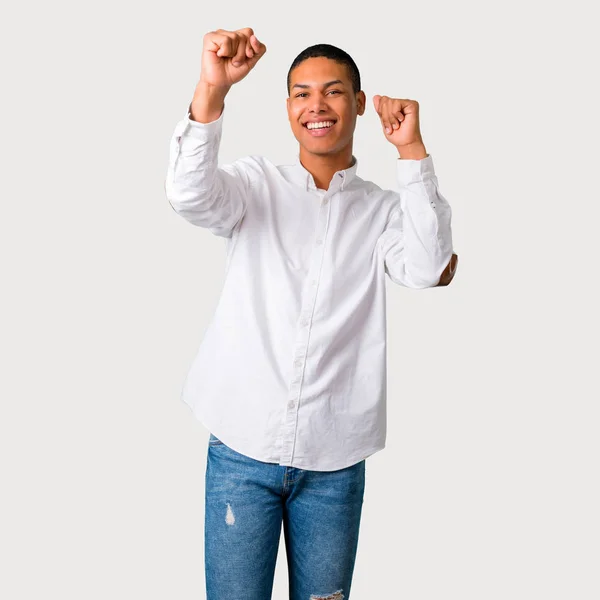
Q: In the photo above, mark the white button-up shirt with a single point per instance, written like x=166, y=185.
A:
x=292, y=368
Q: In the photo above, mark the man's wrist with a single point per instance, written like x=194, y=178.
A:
x=414, y=151
x=208, y=102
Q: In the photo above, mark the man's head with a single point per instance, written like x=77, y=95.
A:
x=323, y=87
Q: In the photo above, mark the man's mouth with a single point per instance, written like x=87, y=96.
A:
x=319, y=128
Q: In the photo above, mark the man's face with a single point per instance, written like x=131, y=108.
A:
x=318, y=102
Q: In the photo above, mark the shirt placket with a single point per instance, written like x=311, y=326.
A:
x=304, y=328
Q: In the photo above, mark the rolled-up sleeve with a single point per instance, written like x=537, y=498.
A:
x=417, y=241
x=198, y=189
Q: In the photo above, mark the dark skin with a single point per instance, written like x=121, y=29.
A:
x=321, y=89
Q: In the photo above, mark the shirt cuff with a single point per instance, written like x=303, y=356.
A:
x=413, y=171
x=203, y=131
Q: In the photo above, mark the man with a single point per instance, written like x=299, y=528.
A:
x=290, y=378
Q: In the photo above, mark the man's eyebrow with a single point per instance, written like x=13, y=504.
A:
x=304, y=85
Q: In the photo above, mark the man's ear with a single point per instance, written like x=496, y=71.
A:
x=361, y=101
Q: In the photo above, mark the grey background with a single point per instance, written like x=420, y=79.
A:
x=488, y=487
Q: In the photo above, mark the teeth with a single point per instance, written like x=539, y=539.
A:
x=319, y=125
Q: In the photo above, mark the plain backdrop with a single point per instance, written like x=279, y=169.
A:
x=489, y=485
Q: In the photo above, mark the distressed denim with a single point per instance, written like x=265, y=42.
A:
x=246, y=503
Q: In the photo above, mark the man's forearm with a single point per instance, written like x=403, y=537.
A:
x=412, y=151
x=208, y=102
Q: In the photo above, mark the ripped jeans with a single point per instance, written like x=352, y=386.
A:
x=246, y=502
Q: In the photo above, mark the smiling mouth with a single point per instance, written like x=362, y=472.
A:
x=305, y=125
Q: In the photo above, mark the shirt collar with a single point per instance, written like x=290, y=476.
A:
x=341, y=179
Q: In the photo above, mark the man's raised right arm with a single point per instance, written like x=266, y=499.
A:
x=203, y=193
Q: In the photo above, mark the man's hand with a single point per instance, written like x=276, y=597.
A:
x=449, y=272
x=228, y=56
x=400, y=121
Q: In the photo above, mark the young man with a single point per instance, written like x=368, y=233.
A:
x=290, y=378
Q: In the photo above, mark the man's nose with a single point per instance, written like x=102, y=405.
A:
x=318, y=103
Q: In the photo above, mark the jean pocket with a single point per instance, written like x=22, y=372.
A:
x=214, y=440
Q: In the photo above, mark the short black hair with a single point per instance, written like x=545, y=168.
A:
x=332, y=52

* * * *

What to work on
Could you repeat all of the entries exactly, without the pictures?

The completed task
Q: In the photo above, mark the white button-up shirt with a single point per instance, written like x=166, y=185.
A:
x=292, y=368
Q: In the photo above, mark the man's wrist with a single point per instance, written like x=194, y=178.
A:
x=414, y=151
x=208, y=102
Q: In the photo above, mark the man's head with a single point per instance, written like x=77, y=95.
A:
x=323, y=87
Q: In the photo above, mark the man's mouth with a single point per instance, written like x=87, y=96.
A:
x=319, y=128
Q: In the photo above, mark the man's face with a single point per instance, written like x=131, y=108.
A:
x=318, y=102
Q: In the photo above, mark the shirt placket with a single point per instance, written like x=311, y=326.
A:
x=304, y=328
Q: In the photo above, mark the rolled-up sleeve with a single point per instance, written like x=537, y=498.
A:
x=417, y=241
x=198, y=189
Q: In the photo above, mark the dark skin with a single point per instance, written like x=121, y=29.
A:
x=321, y=89
Q: In the photo above, mark the shirt cuff with a single point per instance, written like x=303, y=356.
A:
x=413, y=171
x=203, y=131
Q: In the photo above, mark the man with a single point per instance, written like x=299, y=528.
A:
x=290, y=378
Q: In the photo above, mark the man's eyebrow with a single point per instance, written like x=13, y=504.
A:
x=304, y=85
Q: In the photo above, mark the man's ear with a single point per instance, written like x=496, y=71.
A:
x=361, y=101
Q: In the photo above, mark the grey background with a single point per instance, written like x=420, y=79.
A:
x=488, y=487
Q: In the photo above, mark the teeth with a single point per instance, written like x=539, y=539.
A:
x=319, y=125
Q: In the photo above, mark the plain backdrop with a single point per instance, written like x=279, y=169.
A:
x=489, y=485
Q: In the photo above, mark the distressed denim with a single point per instance, written like x=265, y=42.
A:
x=246, y=503
Q: In the photo above, mark the man's forearm with a single point per instance, written like x=403, y=537.
A:
x=412, y=151
x=208, y=102
Q: In the photo above, mark the ripped jeans with a single point per instance, written like x=352, y=386.
A:
x=246, y=502
Q: In the photo above, mark the smiling mouth with a single point per instance, written like x=362, y=472.
A:
x=305, y=125
Q: In the photo above, mark the shirt collar with a single point per instance, written like x=290, y=476.
A:
x=341, y=179
Q: In the photo above, mark the man's raised right arm with a single point per instance, written like x=266, y=499.
A:
x=203, y=193
Q: In the photo above, mark the man's hand with a single point per instance, written like x=276, y=597.
A:
x=449, y=272
x=228, y=56
x=400, y=121
Q: In the photo above, mark the young man with a single point per instance, written like x=368, y=233.
A:
x=290, y=378
Q: In the photo above, mark the man's nose with a single point per instance, written like x=102, y=405.
A:
x=318, y=103
Q: In the photo above, mark the jean pocket with a single point per instance, written like x=22, y=372.
A:
x=214, y=440
Q: In the photo above, mark the short black hair with a single point per instance, written like x=545, y=168.
A:
x=332, y=52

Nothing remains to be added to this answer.